GOAL.
Write out the material below exactly, beginning at the line that contains "wooden deck, one per instance" and ending with its last line, both ends included; write nothing else.

[Dataset records about object locations]
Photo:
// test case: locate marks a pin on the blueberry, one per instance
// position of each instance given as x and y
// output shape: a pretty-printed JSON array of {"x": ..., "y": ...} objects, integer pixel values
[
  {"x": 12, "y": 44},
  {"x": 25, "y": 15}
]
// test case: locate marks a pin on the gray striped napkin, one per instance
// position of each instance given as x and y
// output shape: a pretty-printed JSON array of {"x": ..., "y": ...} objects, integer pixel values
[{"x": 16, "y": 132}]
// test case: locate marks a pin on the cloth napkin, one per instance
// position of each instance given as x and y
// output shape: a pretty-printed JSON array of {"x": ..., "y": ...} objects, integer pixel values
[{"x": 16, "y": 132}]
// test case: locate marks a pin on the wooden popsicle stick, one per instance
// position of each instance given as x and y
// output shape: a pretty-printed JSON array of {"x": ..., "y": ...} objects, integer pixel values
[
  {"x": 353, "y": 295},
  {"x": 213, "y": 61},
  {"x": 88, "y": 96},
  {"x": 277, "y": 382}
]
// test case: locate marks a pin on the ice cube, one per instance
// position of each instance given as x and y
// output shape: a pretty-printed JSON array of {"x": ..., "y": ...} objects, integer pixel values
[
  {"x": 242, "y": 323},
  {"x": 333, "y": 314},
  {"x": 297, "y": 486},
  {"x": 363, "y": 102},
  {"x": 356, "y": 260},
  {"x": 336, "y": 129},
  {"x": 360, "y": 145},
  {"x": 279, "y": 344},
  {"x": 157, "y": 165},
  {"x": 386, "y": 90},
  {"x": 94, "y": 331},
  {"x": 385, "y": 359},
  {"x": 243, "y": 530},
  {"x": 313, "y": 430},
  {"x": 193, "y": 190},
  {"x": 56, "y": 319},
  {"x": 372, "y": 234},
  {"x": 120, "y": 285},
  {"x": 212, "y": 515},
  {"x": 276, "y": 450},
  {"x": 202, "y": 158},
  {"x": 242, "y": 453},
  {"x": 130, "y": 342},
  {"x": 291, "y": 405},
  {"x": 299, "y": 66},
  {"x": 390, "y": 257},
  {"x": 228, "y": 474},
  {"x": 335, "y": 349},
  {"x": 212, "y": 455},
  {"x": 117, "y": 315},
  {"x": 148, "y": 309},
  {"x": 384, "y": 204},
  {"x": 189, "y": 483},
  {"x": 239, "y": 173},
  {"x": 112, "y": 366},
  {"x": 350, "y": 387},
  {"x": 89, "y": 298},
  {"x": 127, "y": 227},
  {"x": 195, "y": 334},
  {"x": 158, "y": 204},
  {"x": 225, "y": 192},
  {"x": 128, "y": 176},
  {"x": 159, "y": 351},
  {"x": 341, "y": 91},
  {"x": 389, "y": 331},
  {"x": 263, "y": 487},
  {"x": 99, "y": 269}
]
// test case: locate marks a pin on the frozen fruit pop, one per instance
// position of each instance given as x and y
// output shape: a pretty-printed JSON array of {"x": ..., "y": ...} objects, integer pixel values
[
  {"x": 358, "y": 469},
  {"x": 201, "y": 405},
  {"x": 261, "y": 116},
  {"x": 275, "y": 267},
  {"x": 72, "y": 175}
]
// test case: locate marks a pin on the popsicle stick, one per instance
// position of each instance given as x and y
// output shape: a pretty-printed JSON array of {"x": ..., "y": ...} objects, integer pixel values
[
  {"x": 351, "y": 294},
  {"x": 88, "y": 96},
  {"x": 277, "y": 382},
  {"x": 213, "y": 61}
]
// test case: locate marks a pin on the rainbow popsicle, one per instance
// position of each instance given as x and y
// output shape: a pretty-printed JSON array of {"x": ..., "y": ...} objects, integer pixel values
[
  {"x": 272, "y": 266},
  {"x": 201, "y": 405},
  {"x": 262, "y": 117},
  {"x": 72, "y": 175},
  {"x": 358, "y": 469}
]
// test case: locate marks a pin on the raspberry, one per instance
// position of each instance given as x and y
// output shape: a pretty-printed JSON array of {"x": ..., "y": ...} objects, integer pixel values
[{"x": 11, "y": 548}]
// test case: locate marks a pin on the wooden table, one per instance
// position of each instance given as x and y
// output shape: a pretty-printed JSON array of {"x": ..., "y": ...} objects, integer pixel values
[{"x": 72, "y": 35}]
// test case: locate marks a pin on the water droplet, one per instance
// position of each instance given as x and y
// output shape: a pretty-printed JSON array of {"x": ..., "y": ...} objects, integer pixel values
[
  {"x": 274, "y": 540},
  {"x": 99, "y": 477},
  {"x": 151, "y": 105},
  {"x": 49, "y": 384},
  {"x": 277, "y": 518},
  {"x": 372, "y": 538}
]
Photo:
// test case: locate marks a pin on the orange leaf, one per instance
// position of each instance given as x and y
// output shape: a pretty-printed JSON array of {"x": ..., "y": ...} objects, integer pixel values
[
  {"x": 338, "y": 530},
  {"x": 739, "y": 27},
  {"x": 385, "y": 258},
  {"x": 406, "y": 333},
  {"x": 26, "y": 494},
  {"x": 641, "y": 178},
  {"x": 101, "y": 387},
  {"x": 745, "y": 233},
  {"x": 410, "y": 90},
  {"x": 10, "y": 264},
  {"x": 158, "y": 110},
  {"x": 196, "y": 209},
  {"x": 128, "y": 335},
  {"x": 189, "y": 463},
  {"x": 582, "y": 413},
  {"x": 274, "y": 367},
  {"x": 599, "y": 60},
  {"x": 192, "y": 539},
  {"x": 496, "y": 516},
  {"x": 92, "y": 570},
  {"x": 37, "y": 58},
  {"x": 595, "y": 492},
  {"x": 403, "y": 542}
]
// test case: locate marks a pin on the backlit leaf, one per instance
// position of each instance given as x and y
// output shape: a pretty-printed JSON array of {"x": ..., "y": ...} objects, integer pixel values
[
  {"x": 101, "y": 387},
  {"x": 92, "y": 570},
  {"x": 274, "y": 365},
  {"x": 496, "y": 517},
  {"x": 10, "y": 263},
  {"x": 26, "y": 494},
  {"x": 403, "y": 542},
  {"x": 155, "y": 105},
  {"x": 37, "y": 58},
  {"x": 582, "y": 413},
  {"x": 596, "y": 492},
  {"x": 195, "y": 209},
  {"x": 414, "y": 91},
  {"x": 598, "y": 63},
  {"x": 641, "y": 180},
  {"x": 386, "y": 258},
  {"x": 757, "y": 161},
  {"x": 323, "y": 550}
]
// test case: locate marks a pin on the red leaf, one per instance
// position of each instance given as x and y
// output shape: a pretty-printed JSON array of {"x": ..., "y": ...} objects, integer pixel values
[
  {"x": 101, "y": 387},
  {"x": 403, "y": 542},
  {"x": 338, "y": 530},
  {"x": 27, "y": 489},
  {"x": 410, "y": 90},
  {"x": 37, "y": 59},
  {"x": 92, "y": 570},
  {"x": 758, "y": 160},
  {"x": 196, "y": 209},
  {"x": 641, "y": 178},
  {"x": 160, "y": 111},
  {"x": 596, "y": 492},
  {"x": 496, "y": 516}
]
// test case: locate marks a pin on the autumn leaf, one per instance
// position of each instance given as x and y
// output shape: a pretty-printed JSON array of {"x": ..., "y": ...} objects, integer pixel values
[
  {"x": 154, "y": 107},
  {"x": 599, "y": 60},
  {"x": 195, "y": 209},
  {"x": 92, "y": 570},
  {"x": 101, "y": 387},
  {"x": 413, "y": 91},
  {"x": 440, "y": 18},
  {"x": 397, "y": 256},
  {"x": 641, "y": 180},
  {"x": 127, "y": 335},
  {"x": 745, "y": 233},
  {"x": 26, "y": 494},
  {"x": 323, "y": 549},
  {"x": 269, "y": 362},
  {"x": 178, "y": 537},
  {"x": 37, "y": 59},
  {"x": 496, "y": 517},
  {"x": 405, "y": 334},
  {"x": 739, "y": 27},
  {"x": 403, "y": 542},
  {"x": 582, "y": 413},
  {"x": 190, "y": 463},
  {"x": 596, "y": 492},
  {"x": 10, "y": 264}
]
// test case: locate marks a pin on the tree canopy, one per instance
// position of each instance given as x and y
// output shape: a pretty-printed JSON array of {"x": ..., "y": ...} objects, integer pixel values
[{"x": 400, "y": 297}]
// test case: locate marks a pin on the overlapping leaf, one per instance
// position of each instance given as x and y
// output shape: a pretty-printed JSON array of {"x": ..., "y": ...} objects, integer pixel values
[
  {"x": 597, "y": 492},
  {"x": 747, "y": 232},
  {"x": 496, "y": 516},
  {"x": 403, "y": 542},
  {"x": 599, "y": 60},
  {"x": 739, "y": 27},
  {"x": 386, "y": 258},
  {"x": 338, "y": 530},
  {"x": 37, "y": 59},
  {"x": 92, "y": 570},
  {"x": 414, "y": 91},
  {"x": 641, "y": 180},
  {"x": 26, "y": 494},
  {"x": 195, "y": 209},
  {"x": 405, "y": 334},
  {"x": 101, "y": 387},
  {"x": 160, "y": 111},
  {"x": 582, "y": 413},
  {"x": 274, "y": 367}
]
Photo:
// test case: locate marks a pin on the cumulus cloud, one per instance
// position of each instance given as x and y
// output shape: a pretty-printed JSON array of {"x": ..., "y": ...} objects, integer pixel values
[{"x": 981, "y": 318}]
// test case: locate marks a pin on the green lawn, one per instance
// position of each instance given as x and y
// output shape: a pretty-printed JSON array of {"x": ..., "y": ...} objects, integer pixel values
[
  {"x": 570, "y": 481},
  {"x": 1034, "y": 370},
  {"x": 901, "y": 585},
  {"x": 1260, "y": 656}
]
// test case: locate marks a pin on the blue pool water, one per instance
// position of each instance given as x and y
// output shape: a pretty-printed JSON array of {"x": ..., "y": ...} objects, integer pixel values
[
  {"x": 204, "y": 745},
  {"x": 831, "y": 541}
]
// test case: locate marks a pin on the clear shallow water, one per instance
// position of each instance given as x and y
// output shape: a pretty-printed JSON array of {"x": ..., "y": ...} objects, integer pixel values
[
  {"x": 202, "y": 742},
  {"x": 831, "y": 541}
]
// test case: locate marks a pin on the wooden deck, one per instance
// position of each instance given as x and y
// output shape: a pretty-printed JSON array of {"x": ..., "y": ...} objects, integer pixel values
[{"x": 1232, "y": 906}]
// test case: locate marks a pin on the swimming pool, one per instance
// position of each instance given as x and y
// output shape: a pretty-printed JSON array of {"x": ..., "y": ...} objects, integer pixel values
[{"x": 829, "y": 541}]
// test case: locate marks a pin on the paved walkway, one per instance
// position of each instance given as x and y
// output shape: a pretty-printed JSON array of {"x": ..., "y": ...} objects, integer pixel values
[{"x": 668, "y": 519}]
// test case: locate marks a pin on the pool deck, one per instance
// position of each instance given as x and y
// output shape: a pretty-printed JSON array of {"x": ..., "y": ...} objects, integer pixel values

WRITTEN SOLUTION.
// test case: locate marks a pin on the wooden deck, one per instance
// position of each instance given as x and y
// output shape: a pretty-printed JSON array of {"x": ..., "y": ...} objects, integer pixel values
[{"x": 1232, "y": 906}]
// test case: locate marks a pin on the swimming pool, one per instance
// position of each instance given as x and y
// output shape: a pretty-printed JSON array of {"x": ..., "y": ...} objects, integer pixel values
[{"x": 829, "y": 541}]
// test case: locate marks a pin on the paved walkway, one per instance
// position of each instance given as x and y
// output shape: a pretty-printed JSON array of {"x": ..., "y": ...} objects, integer pixel values
[{"x": 668, "y": 519}]
// test case: locate marks a pin on the pool deck, one per instance
// position of each instance given as x and y
// output shape: a pretty-printed JSON array of {"x": ..., "y": ...} objects, integer pixel values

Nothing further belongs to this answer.